▶ **Required tasks**
• A. According to the passage on Ecotox Thresholds, for what purpose are ETs meant to be used?
• B. Write the next part of the passage on Ecotox Thresholds, beginning after its final sentence.

▶ **Text block**
A. According to the EPA website, “The Superfund program has initiated a project to develop media-specific benchmark values for those chemicals commonly found in surface water, sediment, and soil samples at sites (values for soil are still being developed). The values are referred to as Ecotox Thresholds (ETs), and are defined as media-specific contaminant concentrations above which there is sufficient concern regarding adverse ecological effects to warrant further site investigation. ETs are designed to provide Superfund site managers with a tool to efficiently identify contaminants that may pose a threat to ecological receptors and focus further site activities on those contaminants and the media in which they are found. ETs are meant to be used for screening purposes only; they are not regulatory criteria, site-specific cleanup standards, or remediation goals. For those chemicals with the potential to bioaccumulate to toxic levels in upper trophic wildlife (e.g., methyl mercury, PCBs, DDT, dioxins, and lead), these benchmarks may not be low enough at some sites. The maximum concentration of each chemical at a site is compared to the medium-specific ET to evaluate whether further risk assessment for the chemical is warranted.”

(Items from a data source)
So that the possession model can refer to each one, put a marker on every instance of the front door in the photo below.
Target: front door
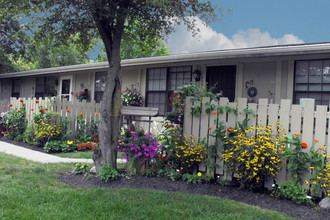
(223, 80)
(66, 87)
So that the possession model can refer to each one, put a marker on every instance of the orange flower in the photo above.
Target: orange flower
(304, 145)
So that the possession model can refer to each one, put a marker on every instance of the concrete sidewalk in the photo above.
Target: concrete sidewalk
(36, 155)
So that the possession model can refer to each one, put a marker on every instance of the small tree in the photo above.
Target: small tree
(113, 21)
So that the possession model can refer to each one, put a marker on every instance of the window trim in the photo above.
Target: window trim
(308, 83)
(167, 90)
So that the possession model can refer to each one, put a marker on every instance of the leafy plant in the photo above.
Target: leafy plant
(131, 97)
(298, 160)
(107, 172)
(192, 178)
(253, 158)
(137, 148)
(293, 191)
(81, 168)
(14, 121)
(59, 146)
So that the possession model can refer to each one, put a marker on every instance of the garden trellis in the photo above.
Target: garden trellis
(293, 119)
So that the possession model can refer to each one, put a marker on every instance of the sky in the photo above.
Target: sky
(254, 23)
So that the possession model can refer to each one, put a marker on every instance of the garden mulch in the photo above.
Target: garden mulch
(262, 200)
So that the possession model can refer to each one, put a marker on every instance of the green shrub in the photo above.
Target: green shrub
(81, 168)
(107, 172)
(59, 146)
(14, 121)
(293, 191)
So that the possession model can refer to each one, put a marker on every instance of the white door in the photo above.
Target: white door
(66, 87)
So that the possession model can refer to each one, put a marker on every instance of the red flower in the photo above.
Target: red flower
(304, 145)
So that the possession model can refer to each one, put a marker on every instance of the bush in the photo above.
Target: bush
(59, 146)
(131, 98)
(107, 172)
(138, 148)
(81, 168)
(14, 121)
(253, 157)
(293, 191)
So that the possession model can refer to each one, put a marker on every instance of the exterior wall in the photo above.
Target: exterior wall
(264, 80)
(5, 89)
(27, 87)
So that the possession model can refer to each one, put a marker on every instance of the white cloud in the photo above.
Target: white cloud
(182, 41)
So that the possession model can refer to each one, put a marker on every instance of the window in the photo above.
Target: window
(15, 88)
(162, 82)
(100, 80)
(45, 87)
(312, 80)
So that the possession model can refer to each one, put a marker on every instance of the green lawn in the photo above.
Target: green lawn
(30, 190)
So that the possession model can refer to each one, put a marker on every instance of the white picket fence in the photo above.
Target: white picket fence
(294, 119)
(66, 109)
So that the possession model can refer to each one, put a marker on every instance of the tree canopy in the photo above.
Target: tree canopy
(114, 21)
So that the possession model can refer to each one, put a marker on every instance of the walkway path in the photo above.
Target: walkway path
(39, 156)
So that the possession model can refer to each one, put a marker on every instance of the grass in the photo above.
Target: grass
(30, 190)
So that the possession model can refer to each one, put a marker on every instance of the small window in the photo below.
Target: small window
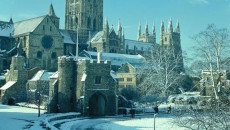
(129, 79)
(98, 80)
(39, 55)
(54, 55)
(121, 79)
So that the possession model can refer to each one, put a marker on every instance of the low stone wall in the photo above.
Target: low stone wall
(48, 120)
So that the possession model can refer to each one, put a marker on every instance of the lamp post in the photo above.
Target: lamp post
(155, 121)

---

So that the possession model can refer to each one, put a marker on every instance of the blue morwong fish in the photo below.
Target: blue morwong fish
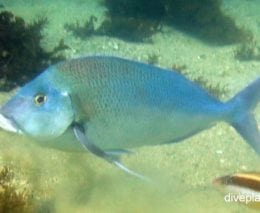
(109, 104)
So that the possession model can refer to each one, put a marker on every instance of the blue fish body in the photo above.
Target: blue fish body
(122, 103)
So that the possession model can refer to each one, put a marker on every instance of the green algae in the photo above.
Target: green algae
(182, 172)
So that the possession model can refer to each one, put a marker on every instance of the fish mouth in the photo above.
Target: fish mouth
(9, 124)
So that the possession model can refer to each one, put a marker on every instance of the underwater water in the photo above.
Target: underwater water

▶ **Response list**
• A. ETs are meant to be used for screening purposes only.

• B.
The ETs are essentially a composite of benchmarks derived from other programs, such as AWQC (Ambient Water Quality Criteria) or Tier II for water and ERLs for sediment. Sediment values used for the SQuiRT cards are those based upon EPA’s Equilibrium Partitioning (EqP) approach, assuming 1% Total Organic Carbon (TOC) (EPA 1995). EqP applies chemical partitioning theory to predict the sorbed sediment concentration that would result if water concentrations were set at some benchmark, such as AWQC. It employs numerous assumptions, such as that toxicity for benthic sediment organisms matches that are used to derive AWQC; that water is the only uptake route; that conditions are in equilibrium; that partitioning is adequately represented by octanol:water partition coefficients; and so on.
Q. What is the basis for Canadian Water Quality Guidelines for the Protection of Aquatic Life?
A. Canadian Water Quality Guidelines for the Protection of Aquatic Life help to protect all plants and animals that live in lakes, rivers, and oceans by establishing acceptable levels for substances that affect water quality. As long as conditions are within the levels established by the guidelines, one would not expect to see negative effects in the environment. The guidelines are based on toxicity data for the most sensitive species of plants and animals found in Canadian waters and act as science-based benchmarks for the protection of 100% of the aquatic life species in Canada, 100% of the time.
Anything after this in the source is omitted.